TO DO – Reproduce the records that follow, line for line and without any change.

==== STORED RECORDS

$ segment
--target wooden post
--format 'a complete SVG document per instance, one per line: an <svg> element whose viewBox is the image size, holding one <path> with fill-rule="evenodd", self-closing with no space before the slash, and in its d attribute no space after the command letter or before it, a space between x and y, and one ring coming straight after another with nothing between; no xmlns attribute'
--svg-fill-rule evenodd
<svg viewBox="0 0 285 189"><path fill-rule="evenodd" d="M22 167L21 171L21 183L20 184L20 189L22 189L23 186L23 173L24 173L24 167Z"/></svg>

========

SOLUTION TO THIS PROBLEM –
$ segment
--target wooden post
--format 'a complete SVG document per instance, one per line: an <svg> element whose viewBox is the image size, holding one <path> with fill-rule="evenodd", self-closing with no space before the slash, and in its d attribute no space after the command letter or before it, a space between x and y, and one ring coming straight after another with nothing between; no xmlns attribute'
--svg-fill-rule evenodd
<svg viewBox="0 0 285 189"><path fill-rule="evenodd" d="M22 167L21 171L21 183L20 184L20 189L22 189L23 186L23 173L24 173L24 167Z"/></svg>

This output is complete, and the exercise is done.